* CHALLENGE 1 *
From the accounts of church discipline below, list every church leadership title that names one person in charge.
* CHALLENGE 2 *
Write what comes next in the accounts of church discipline below, picking up after their final sentence.

* SOURCE EXTRACT *
A bishop or stake president, who doesn't discipline a member appropriately, has the sin of that member on his head.

A close friend of mine was called as a mission president to a Caribbean Island in the 90's. He had a couple missionaries confess to having sex before their mission, and he told them to repent, but keep serving their mission. One missionary had a sexual encounter on his mission, and my friend the MP worked with him to keep him serving, he never sent the missionary home. This became news around the mission, and word eventually got out to SLC. Richard Scott was called and from there took control, and very quickly the mission president was excommunicated and sent home. The church was my friend's life, and he eventually was rebaptized, but he has never been the same since. He was confused and distraught and not even sure what he did, but was told the sin of the sinner was on his head.

When I was in a bishopric we had a widow, late sixties, come in after having sex with her boyfriend. She was crying, very sad, almost unresponsive. The bishop told us we needed to have a court of love but I told him I thought he could handle it by just counseling with her to avoid embarrassment and humiliation to her. He said that her sin was on his head if he didn't discipline her.

* RECORD EXCERPTS *
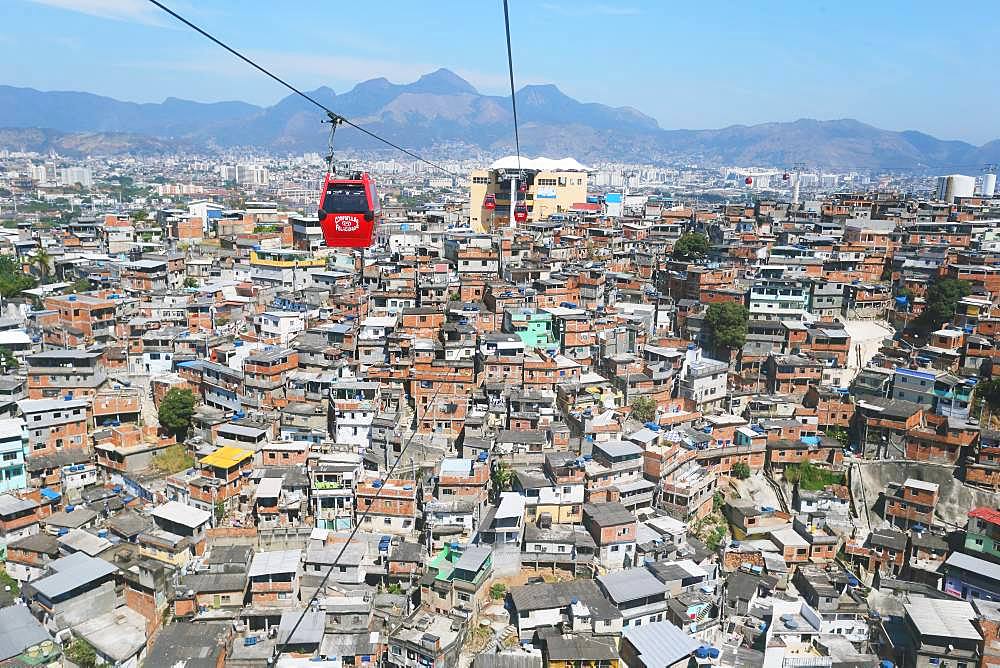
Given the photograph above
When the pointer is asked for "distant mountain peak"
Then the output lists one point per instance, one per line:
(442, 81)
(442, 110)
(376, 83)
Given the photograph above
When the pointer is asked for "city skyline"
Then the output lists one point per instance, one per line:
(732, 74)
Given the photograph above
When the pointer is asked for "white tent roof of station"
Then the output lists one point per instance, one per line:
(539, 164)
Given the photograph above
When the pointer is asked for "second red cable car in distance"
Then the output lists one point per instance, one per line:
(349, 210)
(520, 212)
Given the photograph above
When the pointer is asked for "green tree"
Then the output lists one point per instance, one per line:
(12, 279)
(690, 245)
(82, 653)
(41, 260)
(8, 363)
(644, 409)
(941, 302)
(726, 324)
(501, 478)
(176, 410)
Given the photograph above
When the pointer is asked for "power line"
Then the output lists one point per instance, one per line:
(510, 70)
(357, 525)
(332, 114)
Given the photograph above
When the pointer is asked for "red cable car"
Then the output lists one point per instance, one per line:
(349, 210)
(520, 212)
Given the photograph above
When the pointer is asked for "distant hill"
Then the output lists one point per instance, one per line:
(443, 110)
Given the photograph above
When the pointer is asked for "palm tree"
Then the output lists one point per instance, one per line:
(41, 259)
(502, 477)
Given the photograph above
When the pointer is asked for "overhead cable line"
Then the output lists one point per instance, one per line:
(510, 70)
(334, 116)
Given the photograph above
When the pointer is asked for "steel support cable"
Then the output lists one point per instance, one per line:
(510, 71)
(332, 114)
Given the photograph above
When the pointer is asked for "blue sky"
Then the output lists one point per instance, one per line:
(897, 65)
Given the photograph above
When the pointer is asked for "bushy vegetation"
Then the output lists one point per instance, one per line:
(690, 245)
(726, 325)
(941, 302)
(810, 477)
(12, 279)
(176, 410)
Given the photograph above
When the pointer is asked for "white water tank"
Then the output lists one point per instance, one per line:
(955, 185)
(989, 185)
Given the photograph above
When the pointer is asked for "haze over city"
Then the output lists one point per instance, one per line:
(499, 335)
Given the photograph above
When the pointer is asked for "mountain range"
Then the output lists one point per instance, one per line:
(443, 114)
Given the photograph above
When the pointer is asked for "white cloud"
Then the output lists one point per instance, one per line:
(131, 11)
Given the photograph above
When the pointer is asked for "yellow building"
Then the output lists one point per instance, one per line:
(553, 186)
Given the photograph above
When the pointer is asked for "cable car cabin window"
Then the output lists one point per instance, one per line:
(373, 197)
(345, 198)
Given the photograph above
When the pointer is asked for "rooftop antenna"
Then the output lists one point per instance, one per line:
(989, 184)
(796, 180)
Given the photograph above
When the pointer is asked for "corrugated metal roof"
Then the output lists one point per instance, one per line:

* EXERCISE ANSWER 1 *
bishop, stake president, mission president

* EXERCISE ANSWER 2 *
I told the bishop I wasn't available to attend the court of love so the ward clerk filled in for me. The ward clerk later told me that during the court of how probing the bishop was to this senior citizen, he asked intimate questions about her sexual encounter. The man she had sex with was her boyfriend, they had dated for a long time and became engaged, so she wasn't out for one-night stands. She was disfellowshipped, broke up with her fiancée, and became withdrawn and quiet from that point on. I think the bishop was abusive to this poor women, who should have never confessed in the first place.

So why isn't this "sin on the head of the leader" spoken of more? I think it is one of the top of reasons for such harsh punishment in the church. bishops think they will be going to hell if they don't punish. It is a sick and abusive law in the church that needs more light shed on it.

How many are familiar with this law of putting the sin on the Priesthood Leader?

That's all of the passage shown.